#### TEXT PROVIDED ####

Her match against Keys was anticlimactic, especially considering how exciting the women’s tournament had been as a whole, from the thrilling first round match between Maria Sharapova and Simona Halep through the all-American semifinals. Keys, like Stephens, has long been known to have extraordinary promise, and, again like Stephens, has struggled with injury. But they have very different games. Keys’s approach is predicated on power. When she is swinging freely, few players can hit with her. But she began the match nervy and pressing, and, within a few games, her forehand—her indispensable shot—had broken down. Stephens only needed to keep the ball in the court. She did more than enough. Stephens finished with just six unforced errors. Keys had thirty.

At the end of the match, the two players met at the net for the traditional handshake, and instead embraced each other long and hard. Keys was in tears. Stephens held her, whispered in her ear, sat down with her. Soon, they were laughing.

Five years ago, on the eve of the U.S. Open, I spent some time with Stephens, wondering whether the nineteen-year-old who had been tipped for greatness would embrace her position or flame out. There was no doubt about the promise: the following year, she would upset Serena Williams, on a run to the semifinals at the Australian Open, and then make the quarter-finals of Wimbledon. But what both impressed and startled me about that afternoon in Flushing in 2012 was the insistence with which she tried to convince me how “normal” her life was.

It was obvious, of course, that her life was not normal—and soon it seemed that her unusual life was perhaps not what she wanted it to be. Her results on the tour did not keep pace with her success at the slams. Her footwork was suspect; her shoulders would slump; her magnetic smile would be obscured by a storm cell of clouds. She would play passively or press too hard, and then face the media—which was quick to make much of her impolitic comments—with a scowl. She told the Times last week that, well before she injured her foot, she was burned out. “It really wasn’t fun, it wasn’t enjoyable,” Stephens said. “When someone says, ‘Just have fun, enjoy it,’ at that time in 2013, I’d say: ‘You’re crazy! This is not fun, this is stressful, this is prize money, this is ranking, this is you’re-the-only-young-American, this is Oh-my-God-you-beat-Serena.’ There were just so many things happening that I couldn’t really stop.” She resented, she said, the fact that she missed birthdays and baby showers.

####

◆ TRY IT ◆
Continue the passage about Stephens and Keys, picking up after its final sentence.

#### PROVIDED MATERIAL ####

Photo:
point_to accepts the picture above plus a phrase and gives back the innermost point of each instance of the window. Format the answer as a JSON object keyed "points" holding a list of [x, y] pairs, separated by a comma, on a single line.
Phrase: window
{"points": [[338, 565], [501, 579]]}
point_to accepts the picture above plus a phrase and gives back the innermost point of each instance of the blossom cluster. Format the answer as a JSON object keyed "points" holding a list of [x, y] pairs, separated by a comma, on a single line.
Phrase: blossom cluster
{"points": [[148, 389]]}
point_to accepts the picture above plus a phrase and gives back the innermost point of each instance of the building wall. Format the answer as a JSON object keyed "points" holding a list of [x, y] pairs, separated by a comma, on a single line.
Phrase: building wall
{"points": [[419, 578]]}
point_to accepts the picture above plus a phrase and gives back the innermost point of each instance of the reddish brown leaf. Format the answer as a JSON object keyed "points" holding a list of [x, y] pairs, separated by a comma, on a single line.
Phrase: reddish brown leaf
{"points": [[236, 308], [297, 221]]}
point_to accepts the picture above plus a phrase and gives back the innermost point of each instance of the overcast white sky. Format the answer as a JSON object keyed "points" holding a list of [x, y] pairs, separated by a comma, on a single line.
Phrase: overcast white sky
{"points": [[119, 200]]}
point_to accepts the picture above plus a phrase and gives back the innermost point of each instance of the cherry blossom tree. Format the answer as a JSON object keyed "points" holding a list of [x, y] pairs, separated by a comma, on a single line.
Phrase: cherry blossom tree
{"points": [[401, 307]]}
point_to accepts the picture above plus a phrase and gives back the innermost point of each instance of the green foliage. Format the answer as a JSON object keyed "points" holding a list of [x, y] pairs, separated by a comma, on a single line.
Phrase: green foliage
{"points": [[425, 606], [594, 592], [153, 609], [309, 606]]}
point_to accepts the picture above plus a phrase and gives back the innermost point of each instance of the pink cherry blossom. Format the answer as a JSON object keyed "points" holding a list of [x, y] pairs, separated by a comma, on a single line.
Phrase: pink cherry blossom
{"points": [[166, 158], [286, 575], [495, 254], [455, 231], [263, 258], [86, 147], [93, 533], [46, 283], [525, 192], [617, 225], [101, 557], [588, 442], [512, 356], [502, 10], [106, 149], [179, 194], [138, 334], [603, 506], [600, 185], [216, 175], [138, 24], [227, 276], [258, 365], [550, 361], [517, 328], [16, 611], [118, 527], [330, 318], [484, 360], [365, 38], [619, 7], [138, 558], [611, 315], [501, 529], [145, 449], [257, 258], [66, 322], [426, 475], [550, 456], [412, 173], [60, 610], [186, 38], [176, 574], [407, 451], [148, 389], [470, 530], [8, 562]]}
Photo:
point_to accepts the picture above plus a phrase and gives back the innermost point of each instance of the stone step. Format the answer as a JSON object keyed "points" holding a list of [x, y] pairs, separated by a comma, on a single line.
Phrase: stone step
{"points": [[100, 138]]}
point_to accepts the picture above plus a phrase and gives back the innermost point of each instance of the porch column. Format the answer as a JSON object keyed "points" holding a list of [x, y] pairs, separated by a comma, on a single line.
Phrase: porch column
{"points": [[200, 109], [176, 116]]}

####

◆ OUTPUT ◆
The injury gave her time for holidays and soccer games, for her grandparents and boyfriend. She actually did get to live a normal life for a while. Since she’s come back, she seems to have found some balance, on and off the court. She has been playing with the kind of freedom—a mix of confident steadiness and inventiveness—that suggests she’s enjoying herself. Instead of automatically retreating to the back of the court, she has stepped forward when the ball has called for it. She’s able to withstand rallies, but also to hit shots on the rise. She has been light on her feet. And why not? She hasn’t lost to a player outside the top five on hardcourts all summer.

Eventually, she will lose to someone. The pressure is back now, and it will only grow. But Stephens is not nineteen any more. She is twenty-four years old. She knows that the road ahead is long. “Of course there’s difficult moments, and I’m sure after this there will be a lot of difficult moments,” she told the Times. “Continuing to play more tournaments, going to China—there are going to be struggle moments. But if you keep a good attitude, it will all eventually come together.” Where things lead from here, who knows. Her game has room to grow. But she is off to an extraordinary start.